▸ Texte à lire:
• • •
R - Je ne sais pas. C’est une question pour l’ambassadeur d’Israël aux Etats-Unis. Pourquoi est-ce qu’il cible la France plutôt qu’un autre pays ? Je ne le sais pas. Il faudrait lui poser la question. Ce qui est certain, c’est que la France a toujours été constante dans sa dénonciation de l’antisémitisme. Elle le fait de manière forte à chaque fois. Elle le fait en France, elle le fait à l’étranger. Au moment des massacres du 7 octobre, nous avions dénoncé les pires massacres antisémites depuis des décennies. Nous avons dénoncé le meurtre de ces deux diplomates israéliens à Washington en début de semaine comme un acte antisémite odieux. La France a condamné, la France condamne et la France condamnera toujours l’antisémitisme. Donc les propos de l’ambassadeur d’Israël à Washington sont en fait assez outranciers.

Q - Et est-ce que ça va crescendo ? On l’a vu, il y a eu un incident diplomatique le 21 mai à Jénine, où il y a eu effectivement un incident diplomatique, puisque des soldats israéliens ont tiré sur un groupe de diplomates étrangers. Là, encore une fois, le ministre français des Affaires étrangères a qualifié l’incident d’ "inacceptable". Est-ce que vous envisagez des suites ?

R - C’est un incident qui a eu lieu effectivement à Jénine, en Cisjordanie, avec l’armée israélienne qui a intentionnellement - visiblement - tiré vers un groupe de diplomates qui étaient en visite sur place. Il y avait un diplomate français évidemment, mais pas seulement. C’était un groupe de diplomates de différents pays. Il y a eu des réactions, d’ailleurs, de notre part, évidemment. Comme vous l’avez rappelé, le ministre des Affaires étrangères, Jean-Noël Barrot, a rappelé que c’était un acte inacceptable. La diplomatie espagnole, la diplomatie italienne… Beaucoup ont condamné cette frappe. Mais surtout, ce que ça montre en fait, c’est qu’il y a quand même une difficulté pour les diplomates étrangers en Cisjordanie à exercer leurs fonctions dans des conditions normales. Il y a des conventions internationales qui réglementent le travail des diplomates. Elles doivent être respectées. Et il n’est pas acceptable qu’un groupe de diplomates se retrouve pris sous le feu de l’armée israélienne.
• • •
▸ Lignes de données:
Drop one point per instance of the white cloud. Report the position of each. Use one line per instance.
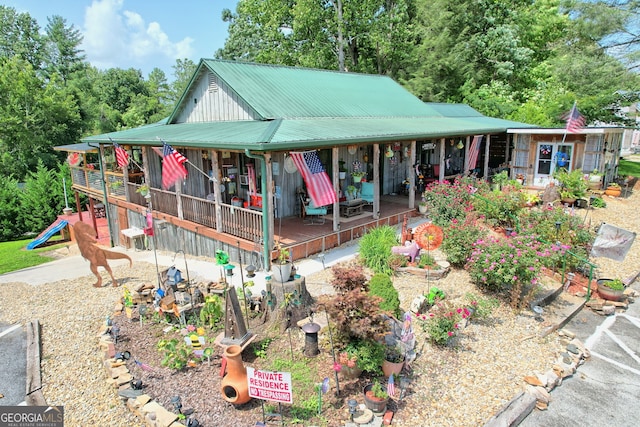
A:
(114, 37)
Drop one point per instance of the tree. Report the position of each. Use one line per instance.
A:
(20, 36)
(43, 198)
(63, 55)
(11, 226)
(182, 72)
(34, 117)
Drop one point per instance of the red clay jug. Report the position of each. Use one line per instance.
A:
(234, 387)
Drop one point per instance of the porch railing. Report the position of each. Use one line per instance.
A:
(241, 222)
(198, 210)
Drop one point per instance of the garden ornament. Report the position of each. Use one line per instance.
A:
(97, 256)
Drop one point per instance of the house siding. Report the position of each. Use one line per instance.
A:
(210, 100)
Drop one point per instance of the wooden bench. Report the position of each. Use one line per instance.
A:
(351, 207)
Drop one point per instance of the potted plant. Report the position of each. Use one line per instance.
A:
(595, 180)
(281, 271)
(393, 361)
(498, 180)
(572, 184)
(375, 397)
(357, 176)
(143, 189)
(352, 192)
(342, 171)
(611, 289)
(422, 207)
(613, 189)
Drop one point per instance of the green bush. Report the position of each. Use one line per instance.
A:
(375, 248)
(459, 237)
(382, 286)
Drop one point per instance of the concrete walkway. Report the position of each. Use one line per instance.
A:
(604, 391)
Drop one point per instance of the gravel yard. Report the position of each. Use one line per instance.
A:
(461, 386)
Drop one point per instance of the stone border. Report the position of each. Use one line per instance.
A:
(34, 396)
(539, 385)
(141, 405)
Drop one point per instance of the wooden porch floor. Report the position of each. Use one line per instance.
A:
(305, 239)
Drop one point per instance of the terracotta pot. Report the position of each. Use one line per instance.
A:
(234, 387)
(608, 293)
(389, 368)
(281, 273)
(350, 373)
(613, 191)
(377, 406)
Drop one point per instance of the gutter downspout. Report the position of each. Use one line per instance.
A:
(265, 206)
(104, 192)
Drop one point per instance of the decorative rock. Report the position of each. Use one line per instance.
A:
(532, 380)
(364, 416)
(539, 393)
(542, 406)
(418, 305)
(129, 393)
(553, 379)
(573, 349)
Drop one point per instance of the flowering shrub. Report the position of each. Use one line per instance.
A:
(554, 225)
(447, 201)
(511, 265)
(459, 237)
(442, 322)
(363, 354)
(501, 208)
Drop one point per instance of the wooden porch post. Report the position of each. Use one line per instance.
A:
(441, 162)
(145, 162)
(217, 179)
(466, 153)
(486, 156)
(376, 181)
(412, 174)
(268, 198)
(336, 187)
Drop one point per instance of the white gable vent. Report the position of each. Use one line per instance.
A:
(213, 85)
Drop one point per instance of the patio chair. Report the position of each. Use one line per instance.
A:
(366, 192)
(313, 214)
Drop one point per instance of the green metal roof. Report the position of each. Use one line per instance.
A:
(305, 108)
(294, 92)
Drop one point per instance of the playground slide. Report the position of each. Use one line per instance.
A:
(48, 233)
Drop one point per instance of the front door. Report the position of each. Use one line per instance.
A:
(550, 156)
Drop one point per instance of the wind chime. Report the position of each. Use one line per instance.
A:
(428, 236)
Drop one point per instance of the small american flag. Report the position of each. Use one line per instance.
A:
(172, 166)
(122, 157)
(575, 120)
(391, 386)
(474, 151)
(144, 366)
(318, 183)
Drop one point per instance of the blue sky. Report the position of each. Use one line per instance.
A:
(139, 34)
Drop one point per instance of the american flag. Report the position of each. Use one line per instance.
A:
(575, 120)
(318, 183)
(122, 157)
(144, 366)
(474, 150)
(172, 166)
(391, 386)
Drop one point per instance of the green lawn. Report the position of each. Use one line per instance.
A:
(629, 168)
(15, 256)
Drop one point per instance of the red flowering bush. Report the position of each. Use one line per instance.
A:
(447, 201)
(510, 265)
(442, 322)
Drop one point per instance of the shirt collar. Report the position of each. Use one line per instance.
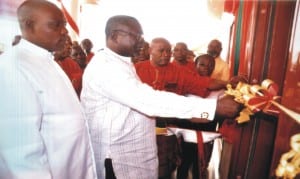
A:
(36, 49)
• • •
▸ Consignes:
A) Recopiez fidèlement le passage de l'extrait qui va de « R - Je ne sais » jusqu'à « fait assez outranciers. ».
B) Répondez aux questions suivantes à partir de l'extrait.
(i) À quelle date l'incident de Jénine a-t-il eu lieu ?
(ii) Dans quelle ville les deux diplomates israéliens ont-ils été tués ?
(iii) Quel est le nom du ministre des Affaires étrangères cité ?
C) Relevez, dans l'ordre d'apparition, tous les noms de pays, de villes et de territoires que contient l'extrait.

▸ Réponses:
A)
R - Je ne sais pas. C’est une question pour l’ambassadeur d’Israël aux Etats-Unis. Pourquoi est-ce qu’il cible la France plutôt qu’un autre pays ? Je ne le sais pas. Il faudrait lui poser la question. Ce qui est certain, c’est que la France a toujours été constante dans sa dénonciation de l’antisémitisme. Elle le fait de manière forte à chaque fois. Elle le fait en France, elle le fait à l’étranger. Au moment des massacres du 7 octobre, nous avions dénoncé les pires massacres antisémites depuis des décennies. Nous avons dénoncé le meurtre de ces deux diplomates israéliens à Washington en début de semaine comme un acte antisémite odieux. La France a condamné, la France condamne et la France condamnera toujours l’antisémitisme. Donc les propos de l’ambassadeur d’Israël à Washington sont en fait assez outranciers.

B)
(i) Le 21 mai.
(ii) À Washington.
(iii) Jean-Noël Barrot.

C) Israël, Etats-Unis, France, Washington, Jénine, Cisjordanie